# computing the posterior of two Gaussian probability distributions

I am a bit confused how to solve a Bayesian statistics problem. I have a parameter $\epsilon^s$ which is defined as following:

$$\epsilon^s=\frac{\epsilon-g(\pi,z)}{1-g^*(\pi,z)\epsilon}$$ where $g(\pi,z)$ has an analytical description (model) and it is a function of $z$ and $\pi$, but the empirical discrete probability of $z$ can be estimated, $p(z)$. The probability of $\epsilon^s$ is given by $$p_{\epsilon^s}(\epsilon^s)=\frac{1}{2\pi\sigma^2[1-\exp(-\frac{1}{2\sigma^2})]}\exp\left(-\frac{|\epsilon^s|^2}{2\sigma^2}\right)$$ and I assume $p_{\epsilon}(\epsilon|g)\equiv p_{\epsilon^s}(\epsilon^s|g)$. Now I would like to compute the likelihood of probability of measured $\epsilon$, i.e. $\epsilon^{m}=\epsilon+\epsilon^{err}$, for the given $g$ $$p_{\epsilon^m}(\epsilon^m|g)=\int p_{\epsilon}(\epsilon|g)p_{\epsilon^{err}}(\epsilon-\epsilon^m)d\epsilon$$

assuming a Gaussian probability distribution for the measurement error of $\epsilon$ ($\epsilon^{err}$). The likelihood for a set of $n$ measured $\epsilon$ and for a $g$ quantity with $\pi$ free parameters of the model is given by

$$L(\pi)=\prod_{i=1}^np_{\epsilon^m}(\epsilon^m_i|g_i)$$

My questions:

1. What is the best way to compute $p_{\epsilon^m}(\epsilon^m_i|g_i)$ assuming both probabilities are Gaussian?
2. how could I include the probability of $p(z)$ in the calculations and marginalize over?
3. Can MCMC be a good method to solve this problem?

I will appreciate for any help!

Entries from a dataset
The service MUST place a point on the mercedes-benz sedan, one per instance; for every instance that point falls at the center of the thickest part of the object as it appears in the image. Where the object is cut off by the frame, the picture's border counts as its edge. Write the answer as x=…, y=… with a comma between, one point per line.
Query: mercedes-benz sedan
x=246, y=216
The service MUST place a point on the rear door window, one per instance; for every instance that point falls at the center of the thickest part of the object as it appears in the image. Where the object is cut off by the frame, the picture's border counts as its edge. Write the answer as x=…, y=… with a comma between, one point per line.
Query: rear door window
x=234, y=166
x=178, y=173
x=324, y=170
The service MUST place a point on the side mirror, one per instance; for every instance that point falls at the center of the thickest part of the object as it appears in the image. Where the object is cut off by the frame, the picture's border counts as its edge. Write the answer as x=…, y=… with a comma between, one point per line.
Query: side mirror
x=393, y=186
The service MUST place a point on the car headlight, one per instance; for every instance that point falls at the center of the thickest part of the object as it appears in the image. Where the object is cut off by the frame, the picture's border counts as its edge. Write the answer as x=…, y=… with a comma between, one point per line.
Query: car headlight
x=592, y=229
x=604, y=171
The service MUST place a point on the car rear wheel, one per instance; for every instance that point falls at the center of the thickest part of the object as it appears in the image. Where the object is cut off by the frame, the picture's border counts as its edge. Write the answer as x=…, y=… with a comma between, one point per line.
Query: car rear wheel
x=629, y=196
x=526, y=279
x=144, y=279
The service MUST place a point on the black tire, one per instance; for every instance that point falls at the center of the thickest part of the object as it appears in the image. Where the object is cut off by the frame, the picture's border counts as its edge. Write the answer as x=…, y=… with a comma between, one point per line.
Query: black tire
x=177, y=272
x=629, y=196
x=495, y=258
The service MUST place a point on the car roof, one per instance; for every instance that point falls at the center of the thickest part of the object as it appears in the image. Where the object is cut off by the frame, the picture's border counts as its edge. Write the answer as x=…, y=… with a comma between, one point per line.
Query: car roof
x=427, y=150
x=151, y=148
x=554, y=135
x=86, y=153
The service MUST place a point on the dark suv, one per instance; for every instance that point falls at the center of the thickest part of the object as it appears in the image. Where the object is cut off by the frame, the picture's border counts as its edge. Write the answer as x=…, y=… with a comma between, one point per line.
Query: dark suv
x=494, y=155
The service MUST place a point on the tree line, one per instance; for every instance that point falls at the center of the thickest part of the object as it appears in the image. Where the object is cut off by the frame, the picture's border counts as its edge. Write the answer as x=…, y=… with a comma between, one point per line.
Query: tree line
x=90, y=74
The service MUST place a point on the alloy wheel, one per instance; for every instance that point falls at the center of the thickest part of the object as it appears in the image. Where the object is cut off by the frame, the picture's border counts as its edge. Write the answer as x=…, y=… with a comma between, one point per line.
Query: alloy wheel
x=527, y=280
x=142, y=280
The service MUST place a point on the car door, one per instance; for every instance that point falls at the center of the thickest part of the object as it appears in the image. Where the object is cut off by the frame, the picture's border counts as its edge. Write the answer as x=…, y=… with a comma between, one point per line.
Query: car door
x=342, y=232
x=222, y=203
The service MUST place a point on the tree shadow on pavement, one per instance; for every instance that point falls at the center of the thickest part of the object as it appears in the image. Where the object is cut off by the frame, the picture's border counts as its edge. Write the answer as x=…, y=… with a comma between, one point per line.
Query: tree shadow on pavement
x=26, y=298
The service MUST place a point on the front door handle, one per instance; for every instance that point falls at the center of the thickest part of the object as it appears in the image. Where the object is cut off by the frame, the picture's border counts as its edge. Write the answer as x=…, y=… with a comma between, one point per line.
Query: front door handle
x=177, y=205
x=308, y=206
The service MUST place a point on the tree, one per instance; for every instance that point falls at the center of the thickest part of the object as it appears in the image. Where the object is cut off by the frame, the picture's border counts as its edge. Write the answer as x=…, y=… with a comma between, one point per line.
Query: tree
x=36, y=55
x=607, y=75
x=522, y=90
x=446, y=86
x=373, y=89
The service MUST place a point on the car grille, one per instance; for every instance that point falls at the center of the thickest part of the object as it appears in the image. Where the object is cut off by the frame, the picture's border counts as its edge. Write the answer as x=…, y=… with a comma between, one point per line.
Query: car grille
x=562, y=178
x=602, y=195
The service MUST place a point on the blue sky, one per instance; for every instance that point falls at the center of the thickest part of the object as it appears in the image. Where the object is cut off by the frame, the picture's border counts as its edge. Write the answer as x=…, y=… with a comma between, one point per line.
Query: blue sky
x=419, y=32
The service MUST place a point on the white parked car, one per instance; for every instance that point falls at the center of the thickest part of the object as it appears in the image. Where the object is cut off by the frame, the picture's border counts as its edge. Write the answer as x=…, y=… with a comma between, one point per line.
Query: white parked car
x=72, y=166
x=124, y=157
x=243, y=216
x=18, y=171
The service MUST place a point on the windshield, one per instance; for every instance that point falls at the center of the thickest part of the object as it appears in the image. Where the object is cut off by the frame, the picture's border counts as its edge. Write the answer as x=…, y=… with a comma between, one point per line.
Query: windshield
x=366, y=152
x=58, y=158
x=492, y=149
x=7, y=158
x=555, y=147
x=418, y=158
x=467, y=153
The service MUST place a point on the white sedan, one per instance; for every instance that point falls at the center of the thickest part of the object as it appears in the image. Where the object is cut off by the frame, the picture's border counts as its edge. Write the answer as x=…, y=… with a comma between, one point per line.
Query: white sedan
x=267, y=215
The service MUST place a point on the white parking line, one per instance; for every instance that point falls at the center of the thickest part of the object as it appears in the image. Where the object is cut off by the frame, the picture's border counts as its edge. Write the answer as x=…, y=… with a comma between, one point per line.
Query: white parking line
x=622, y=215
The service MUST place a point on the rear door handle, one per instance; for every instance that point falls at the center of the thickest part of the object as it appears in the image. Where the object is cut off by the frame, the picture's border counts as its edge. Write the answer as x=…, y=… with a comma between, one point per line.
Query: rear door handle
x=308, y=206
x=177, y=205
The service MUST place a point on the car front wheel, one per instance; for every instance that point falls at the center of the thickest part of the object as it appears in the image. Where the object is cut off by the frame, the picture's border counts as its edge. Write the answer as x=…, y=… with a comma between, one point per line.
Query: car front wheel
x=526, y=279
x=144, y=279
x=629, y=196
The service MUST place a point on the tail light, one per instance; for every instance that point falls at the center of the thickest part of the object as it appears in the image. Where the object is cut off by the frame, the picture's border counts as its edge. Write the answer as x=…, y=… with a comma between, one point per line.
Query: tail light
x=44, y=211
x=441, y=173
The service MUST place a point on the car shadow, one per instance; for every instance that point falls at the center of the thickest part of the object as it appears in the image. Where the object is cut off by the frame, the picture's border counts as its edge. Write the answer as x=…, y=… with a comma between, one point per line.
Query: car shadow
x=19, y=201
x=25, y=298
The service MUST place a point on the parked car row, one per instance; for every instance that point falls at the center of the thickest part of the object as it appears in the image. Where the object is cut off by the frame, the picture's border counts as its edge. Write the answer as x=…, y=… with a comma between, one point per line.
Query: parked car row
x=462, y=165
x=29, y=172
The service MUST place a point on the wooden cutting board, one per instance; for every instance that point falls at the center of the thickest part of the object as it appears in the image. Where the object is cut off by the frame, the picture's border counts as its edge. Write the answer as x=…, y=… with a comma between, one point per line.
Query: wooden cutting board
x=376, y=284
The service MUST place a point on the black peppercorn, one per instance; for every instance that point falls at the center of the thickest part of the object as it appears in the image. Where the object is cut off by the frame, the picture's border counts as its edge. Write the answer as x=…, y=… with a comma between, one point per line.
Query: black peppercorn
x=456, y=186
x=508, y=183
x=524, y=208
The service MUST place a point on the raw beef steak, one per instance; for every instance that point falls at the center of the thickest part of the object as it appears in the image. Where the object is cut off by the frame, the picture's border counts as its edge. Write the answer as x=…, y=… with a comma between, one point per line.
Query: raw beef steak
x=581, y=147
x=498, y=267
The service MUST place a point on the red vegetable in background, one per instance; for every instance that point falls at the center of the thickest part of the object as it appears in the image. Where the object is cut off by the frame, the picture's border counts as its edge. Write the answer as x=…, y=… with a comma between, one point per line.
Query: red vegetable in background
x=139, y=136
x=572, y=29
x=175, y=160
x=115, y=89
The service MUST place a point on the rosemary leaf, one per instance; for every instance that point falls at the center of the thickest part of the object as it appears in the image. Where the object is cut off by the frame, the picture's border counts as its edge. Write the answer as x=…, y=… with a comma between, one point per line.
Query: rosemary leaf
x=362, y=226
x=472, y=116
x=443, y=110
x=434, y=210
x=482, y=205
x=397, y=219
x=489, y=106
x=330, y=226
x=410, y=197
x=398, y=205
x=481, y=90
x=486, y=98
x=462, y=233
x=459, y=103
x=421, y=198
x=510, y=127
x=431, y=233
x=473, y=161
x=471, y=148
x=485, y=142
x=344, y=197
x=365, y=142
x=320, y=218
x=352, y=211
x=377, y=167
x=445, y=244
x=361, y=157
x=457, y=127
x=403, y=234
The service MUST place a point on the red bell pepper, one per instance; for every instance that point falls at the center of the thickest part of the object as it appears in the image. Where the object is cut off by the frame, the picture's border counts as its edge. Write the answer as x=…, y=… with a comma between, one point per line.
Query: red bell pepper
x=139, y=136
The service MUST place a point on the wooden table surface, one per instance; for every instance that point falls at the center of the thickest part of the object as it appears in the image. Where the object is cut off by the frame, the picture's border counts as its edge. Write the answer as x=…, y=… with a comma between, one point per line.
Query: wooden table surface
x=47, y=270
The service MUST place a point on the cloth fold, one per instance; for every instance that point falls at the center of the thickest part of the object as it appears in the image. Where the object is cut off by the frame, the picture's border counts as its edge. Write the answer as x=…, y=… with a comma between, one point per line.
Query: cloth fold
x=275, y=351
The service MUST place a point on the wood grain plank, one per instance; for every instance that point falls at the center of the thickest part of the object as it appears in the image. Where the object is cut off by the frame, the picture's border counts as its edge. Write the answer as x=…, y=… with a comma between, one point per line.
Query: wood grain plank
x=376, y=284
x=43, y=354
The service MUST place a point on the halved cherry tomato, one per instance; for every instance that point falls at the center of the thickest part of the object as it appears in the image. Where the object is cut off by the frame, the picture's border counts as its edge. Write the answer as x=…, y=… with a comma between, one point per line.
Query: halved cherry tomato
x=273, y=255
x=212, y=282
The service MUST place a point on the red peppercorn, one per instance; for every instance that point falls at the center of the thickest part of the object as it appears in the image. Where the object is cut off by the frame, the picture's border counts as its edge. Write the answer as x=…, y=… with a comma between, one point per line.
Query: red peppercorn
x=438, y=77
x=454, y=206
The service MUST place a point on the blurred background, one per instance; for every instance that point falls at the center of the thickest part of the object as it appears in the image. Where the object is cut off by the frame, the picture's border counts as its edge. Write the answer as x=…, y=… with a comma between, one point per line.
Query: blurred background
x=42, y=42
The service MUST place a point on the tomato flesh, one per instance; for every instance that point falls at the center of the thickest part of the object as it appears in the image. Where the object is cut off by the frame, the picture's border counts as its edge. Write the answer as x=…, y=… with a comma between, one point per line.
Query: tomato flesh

[WRITTEN INSTRUCTION] Repeat the stretch of the Gaussian posterior post from "1. What is the" through "for any help!".

[ANSWER TO THE TASK]
1. What is the best way to compute $p_{\epsilon^m}(\epsilon^m_i|g_i)$ assuming both probabilities are Gaussian?
2. how could I include the probability of $p(z)$ in the calculations and marginalize over?
3. Can MCMC be a good method to solve this problem?

I will appreciate for any help!